Given exercise: Write out every one of the rows below word for word, with no changes.
------------------------------
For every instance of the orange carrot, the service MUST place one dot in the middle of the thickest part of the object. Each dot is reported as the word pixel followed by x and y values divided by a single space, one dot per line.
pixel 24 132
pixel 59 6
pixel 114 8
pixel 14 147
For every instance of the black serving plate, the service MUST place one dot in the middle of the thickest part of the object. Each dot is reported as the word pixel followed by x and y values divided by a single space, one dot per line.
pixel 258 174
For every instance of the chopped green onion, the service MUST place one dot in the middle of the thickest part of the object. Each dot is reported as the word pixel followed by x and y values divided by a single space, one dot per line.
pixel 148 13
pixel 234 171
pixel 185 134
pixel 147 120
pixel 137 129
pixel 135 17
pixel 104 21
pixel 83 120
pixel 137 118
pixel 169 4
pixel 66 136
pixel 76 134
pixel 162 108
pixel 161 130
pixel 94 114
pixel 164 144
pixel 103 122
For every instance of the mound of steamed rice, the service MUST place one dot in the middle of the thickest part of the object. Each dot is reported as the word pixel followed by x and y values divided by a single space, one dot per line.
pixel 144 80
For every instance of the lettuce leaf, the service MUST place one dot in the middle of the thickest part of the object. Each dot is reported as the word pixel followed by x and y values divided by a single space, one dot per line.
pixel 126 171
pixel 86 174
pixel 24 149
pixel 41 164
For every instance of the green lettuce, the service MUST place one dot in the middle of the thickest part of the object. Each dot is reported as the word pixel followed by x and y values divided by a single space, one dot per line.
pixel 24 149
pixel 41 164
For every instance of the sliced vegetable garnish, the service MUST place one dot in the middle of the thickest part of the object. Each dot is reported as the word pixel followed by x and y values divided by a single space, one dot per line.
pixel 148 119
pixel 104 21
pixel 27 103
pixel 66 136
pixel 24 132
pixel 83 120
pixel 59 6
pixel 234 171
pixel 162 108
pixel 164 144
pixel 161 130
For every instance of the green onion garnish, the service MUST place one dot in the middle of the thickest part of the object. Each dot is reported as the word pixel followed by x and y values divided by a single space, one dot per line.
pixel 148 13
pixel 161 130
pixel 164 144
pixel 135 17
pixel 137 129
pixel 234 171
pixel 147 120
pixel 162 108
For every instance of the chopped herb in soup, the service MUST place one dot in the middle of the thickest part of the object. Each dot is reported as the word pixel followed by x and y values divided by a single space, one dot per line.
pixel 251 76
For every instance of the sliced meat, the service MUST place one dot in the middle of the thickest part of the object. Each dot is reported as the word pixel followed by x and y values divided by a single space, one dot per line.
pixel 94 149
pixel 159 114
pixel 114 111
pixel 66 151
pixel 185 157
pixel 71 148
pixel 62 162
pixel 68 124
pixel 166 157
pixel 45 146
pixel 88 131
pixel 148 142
------------------------------
Full output:
For every instance of the orange carrot, the service MUST place one dot in the middle of the thickest part of the object. Each dot is reported as the word pixel followed by x and y values divided by a single space, one dot per line.
pixel 24 132
pixel 59 6
pixel 114 8
pixel 14 147
For every instance of the black serving plate, the service MUST place one dot in the middle of the thickest part of the object. Each dot is reported as the word pixel followed by x and y values divided by a single space, one dot per line.
pixel 258 174
For every instance of the chopped green onion, the service MUST place one dot in the middle of the thickest part of the object. Each dot is reported as the word pixel followed by x and y values divided by a single space, one dot per line.
pixel 148 13
pixel 234 171
pixel 185 134
pixel 147 120
pixel 137 129
pixel 135 17
pixel 104 21
pixel 83 120
pixel 137 118
pixel 169 4
pixel 66 136
pixel 76 134
pixel 162 108
pixel 161 130
pixel 94 114
pixel 164 144
pixel 103 122
For every instance of the mound of steamed rice, the service MUST place one dot in the middle of the thickest part of the object. Each dot is reported as the word pixel followed by x and y values divided by a single space, one dot per line.
pixel 144 80
For every instance of the lettuce leaf, the service MUST place one dot in the middle of the thickest part of the object. Each dot is reported as the word pixel followed by x and y values divided by a single space, one dot per line.
pixel 126 171
pixel 86 174
pixel 24 149
pixel 41 164
For every instance of the green lettuce, the service MUST place one dot in the middle of the thickest part of the object. Each dot is reported as the word pixel followed by x and y values divided by a single space, one dot per line.
pixel 24 149
pixel 41 164
For every instance of the sliced vegetable garnish, the service MUST place one dot in the middle of the thickest part of the object. Each dot is reported as the word pixel followed by x and y values divided by a single space, one dot per line.
pixel 148 119
pixel 104 21
pixel 27 103
pixel 66 136
pixel 24 132
pixel 83 120
pixel 59 6
pixel 234 171
pixel 162 108
pixel 164 144
pixel 161 130
For every instance of the green onion garnish, the service MUST place one dot in the middle of the thickest part of the object. Each dot is reported as the word pixel followed by x and y values divided by a single space, one dot per line.
pixel 148 13
pixel 161 130
pixel 164 144
pixel 135 17
pixel 137 129
pixel 234 171
pixel 147 120
pixel 162 108
For every instance of the chopped herb in soup, the service MUST place one dot in the middle of the thickest part of the object. Each dot is reported as the word pixel followed by x and y values divided by a single space, one dot per line.
pixel 251 76
For every instance of the sliced meat, the service MUST place one dot in the middle of the thickest part of the object. Each dot is reported as the word pixel followed by x and y values divided by a single space, one dot per line.
pixel 94 149
pixel 159 114
pixel 114 111
pixel 66 151
pixel 185 157
pixel 71 148
pixel 62 162
pixel 68 124
pixel 166 157
pixel 45 146
pixel 88 131
pixel 148 142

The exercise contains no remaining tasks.